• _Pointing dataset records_
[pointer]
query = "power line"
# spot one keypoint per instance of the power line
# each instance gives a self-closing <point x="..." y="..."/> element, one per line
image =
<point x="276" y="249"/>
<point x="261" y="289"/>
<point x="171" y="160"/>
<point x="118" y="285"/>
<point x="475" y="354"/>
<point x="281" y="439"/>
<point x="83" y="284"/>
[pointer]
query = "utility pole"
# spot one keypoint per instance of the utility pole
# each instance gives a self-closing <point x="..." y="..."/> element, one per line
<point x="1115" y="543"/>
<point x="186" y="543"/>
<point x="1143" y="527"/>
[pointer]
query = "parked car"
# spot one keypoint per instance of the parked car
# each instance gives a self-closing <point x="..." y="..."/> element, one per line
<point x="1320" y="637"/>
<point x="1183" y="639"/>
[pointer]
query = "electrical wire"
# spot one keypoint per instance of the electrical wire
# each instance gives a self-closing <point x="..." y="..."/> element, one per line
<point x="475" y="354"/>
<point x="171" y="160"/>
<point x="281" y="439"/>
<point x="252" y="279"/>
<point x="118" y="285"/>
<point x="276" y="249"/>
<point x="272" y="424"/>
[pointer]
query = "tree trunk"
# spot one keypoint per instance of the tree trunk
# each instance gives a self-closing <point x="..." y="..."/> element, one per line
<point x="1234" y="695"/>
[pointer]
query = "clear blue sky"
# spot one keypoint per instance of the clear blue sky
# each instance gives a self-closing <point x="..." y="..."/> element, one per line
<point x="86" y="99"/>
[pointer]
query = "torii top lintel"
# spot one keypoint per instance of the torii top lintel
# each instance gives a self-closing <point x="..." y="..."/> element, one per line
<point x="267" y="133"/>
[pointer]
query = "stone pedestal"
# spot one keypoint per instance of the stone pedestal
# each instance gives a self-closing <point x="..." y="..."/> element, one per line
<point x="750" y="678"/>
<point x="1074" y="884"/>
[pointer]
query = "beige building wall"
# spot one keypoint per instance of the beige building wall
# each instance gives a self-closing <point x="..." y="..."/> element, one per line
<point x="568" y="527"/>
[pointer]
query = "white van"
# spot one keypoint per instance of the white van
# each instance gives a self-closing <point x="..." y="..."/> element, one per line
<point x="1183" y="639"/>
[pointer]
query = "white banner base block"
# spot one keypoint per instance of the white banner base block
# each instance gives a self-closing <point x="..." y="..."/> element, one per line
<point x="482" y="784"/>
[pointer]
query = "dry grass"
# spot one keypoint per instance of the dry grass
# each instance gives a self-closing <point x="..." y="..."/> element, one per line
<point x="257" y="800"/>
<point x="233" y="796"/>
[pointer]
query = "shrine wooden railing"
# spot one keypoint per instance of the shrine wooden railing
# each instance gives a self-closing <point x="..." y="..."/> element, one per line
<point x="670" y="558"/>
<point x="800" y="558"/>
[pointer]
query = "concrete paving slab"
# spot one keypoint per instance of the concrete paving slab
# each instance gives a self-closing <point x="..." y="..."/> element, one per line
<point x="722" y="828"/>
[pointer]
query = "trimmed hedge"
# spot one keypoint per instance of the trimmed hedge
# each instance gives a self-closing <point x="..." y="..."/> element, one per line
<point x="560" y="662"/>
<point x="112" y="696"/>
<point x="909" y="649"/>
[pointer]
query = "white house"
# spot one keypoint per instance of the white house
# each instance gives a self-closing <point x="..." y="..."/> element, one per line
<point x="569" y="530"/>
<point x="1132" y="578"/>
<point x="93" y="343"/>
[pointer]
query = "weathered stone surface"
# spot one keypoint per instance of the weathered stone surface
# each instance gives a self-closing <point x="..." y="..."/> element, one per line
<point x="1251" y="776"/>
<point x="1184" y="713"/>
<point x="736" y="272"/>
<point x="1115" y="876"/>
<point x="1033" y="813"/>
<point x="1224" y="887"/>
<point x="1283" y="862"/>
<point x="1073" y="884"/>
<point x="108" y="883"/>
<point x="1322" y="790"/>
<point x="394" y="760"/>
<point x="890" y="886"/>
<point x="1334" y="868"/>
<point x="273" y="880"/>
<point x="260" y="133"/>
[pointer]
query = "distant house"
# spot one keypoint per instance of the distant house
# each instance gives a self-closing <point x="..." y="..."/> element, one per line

• _The task_
Counting case-sensitively, how many lines of the rows above contain the string "base"? Reply with the number alone.

• _Answer to this problem_
2